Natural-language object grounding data
++++
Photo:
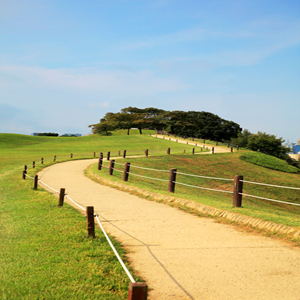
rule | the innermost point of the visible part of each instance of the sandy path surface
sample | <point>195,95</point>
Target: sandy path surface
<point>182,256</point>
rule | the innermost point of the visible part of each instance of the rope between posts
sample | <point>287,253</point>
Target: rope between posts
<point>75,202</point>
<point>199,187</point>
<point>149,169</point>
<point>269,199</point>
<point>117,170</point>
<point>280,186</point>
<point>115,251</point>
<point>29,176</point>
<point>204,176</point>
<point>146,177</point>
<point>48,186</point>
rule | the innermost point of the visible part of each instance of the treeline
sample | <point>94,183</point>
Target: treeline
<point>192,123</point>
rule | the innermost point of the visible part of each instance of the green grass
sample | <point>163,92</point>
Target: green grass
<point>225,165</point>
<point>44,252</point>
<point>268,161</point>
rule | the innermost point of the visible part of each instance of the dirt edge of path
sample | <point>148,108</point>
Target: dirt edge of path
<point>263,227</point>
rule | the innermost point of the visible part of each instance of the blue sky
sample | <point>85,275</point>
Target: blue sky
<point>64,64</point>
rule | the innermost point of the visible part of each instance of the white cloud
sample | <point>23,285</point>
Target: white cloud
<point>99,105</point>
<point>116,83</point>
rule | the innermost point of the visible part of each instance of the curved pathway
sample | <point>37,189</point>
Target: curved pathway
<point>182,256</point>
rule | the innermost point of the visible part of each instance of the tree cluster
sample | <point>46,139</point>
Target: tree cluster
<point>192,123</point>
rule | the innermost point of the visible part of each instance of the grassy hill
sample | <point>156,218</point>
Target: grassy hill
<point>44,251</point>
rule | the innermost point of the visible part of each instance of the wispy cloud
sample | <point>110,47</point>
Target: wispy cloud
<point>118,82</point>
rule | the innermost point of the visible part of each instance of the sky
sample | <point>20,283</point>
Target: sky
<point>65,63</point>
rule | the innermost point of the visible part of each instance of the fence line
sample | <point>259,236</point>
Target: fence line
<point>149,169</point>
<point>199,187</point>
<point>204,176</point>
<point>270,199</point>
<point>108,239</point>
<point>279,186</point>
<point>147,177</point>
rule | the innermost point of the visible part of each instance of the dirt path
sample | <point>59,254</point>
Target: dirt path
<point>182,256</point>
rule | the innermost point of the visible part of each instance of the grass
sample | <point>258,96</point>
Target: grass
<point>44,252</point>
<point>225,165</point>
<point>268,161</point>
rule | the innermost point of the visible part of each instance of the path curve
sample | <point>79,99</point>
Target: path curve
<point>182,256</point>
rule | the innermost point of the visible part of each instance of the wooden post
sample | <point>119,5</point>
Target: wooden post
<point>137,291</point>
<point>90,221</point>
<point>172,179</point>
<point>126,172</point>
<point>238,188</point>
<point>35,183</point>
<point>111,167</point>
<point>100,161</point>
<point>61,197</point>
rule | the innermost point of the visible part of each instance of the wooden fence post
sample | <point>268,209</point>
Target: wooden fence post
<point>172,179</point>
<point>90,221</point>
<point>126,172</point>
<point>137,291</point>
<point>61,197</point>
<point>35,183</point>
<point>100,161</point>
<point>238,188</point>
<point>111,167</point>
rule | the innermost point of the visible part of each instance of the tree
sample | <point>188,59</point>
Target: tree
++++
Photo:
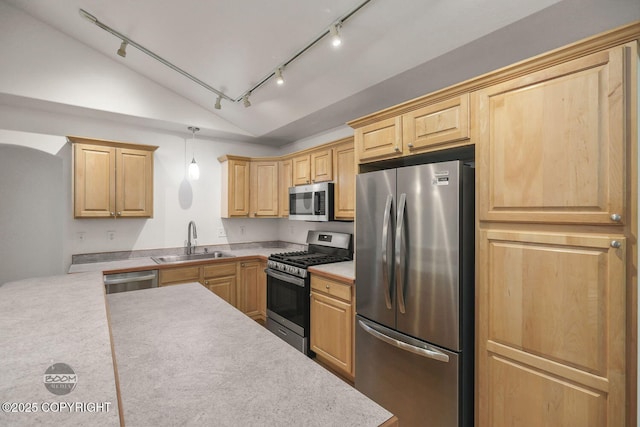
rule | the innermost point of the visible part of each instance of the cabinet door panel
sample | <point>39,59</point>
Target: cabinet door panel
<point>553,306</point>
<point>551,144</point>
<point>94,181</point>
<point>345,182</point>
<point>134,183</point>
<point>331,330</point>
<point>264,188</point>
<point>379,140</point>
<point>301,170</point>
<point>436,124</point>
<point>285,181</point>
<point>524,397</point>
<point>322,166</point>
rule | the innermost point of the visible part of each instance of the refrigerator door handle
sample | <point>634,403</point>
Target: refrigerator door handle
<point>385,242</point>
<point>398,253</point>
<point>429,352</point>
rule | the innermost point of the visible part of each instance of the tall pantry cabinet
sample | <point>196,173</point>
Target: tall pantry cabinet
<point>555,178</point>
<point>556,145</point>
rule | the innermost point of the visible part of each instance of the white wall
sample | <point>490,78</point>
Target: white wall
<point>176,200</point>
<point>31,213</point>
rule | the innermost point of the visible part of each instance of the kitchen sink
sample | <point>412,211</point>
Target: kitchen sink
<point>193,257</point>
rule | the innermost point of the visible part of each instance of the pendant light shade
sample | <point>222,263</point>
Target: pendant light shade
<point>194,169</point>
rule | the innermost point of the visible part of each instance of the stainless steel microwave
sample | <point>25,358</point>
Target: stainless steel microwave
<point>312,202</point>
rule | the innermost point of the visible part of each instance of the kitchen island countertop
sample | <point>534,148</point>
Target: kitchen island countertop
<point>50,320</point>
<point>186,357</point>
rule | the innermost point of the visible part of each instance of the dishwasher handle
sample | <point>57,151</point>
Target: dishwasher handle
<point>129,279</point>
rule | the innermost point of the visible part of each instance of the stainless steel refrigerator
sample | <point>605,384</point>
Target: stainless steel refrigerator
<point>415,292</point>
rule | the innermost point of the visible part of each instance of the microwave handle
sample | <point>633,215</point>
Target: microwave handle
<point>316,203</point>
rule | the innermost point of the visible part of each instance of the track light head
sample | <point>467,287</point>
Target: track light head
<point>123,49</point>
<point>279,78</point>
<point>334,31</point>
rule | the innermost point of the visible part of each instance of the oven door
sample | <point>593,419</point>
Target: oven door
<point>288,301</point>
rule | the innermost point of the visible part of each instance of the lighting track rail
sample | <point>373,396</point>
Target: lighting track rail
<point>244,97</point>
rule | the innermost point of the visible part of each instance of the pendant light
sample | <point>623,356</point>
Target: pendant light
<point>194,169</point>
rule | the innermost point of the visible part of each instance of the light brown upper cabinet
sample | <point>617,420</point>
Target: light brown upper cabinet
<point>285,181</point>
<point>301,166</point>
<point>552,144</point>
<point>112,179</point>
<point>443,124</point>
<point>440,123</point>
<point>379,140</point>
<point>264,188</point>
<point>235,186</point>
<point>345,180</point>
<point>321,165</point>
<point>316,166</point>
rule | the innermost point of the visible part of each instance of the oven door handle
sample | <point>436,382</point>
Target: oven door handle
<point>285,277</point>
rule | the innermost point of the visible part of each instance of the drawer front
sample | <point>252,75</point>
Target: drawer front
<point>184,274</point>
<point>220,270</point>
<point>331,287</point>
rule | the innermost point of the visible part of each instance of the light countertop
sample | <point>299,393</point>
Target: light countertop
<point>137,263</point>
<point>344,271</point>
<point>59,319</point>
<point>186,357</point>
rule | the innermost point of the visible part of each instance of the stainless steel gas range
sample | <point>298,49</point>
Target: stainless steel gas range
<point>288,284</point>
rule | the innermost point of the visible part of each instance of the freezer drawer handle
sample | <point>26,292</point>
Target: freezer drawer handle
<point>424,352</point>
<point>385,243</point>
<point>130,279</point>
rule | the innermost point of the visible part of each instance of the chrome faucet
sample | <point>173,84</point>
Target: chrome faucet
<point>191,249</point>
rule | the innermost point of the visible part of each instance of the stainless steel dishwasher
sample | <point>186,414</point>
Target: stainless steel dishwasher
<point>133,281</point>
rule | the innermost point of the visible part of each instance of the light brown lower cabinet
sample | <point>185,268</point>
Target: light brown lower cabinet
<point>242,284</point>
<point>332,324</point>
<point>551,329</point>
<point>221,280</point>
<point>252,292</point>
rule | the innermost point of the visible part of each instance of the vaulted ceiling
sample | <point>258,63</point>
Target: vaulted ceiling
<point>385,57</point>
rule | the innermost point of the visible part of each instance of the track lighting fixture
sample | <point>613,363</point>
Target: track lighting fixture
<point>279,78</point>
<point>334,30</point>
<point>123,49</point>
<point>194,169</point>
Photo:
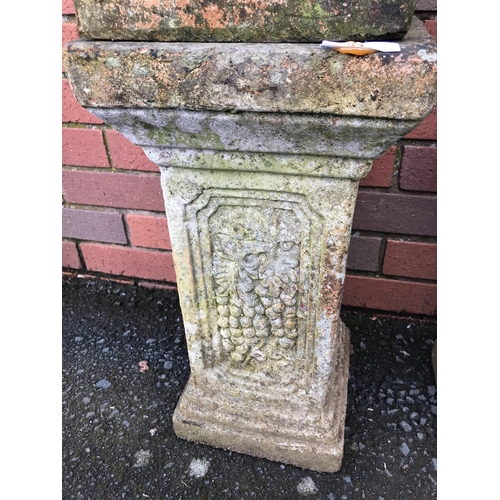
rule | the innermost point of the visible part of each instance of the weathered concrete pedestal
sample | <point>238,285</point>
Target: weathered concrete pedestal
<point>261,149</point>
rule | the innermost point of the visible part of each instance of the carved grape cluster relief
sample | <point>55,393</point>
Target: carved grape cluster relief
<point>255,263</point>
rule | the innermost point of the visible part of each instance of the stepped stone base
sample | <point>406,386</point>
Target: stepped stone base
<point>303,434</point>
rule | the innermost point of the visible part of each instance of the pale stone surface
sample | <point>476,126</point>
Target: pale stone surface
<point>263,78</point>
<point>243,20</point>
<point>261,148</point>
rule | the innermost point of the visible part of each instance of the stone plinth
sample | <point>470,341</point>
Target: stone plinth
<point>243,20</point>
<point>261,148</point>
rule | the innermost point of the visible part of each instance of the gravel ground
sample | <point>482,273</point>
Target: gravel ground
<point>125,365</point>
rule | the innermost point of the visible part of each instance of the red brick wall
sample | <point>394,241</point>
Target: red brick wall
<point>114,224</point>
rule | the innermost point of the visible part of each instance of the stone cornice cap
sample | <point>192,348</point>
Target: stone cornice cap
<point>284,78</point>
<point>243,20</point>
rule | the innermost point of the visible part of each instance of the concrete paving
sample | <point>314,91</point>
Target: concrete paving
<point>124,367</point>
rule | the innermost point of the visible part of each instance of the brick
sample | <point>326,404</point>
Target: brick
++++
→ TASK STATEMENT
Copy the lines above exactly, beginning at the line that has "sample | <point>412,211</point>" and stopping after the line that has "sample | <point>605,384</point>", and omit the rest.

→ RESULT OF THIS EXERCISE
sample | <point>412,211</point>
Target: kitchen sink
<point>193,257</point>
rule | the innermost point of the visible part of each instance of the pendant light shade
sample | <point>222,263</point>
Target: pendant light shade
<point>194,169</point>
rule | the innermost point of the visible part of each instance of the stainless steel microwave
sample | <point>25,358</point>
Target: stainless steel microwave
<point>312,202</point>
rule | the innermost point of the visible part of each instance of the kitchen island countertop
sample | <point>534,148</point>
Target: kitchen island countertop
<point>50,320</point>
<point>186,357</point>
rule | the innermost point of the visible part of each instance of the dishwasher handle
sample | <point>57,151</point>
Target: dishwasher handle
<point>129,279</point>
rule | the innermost point of the visible part of each instance of the stainless steel refrigerator
sample | <point>605,384</point>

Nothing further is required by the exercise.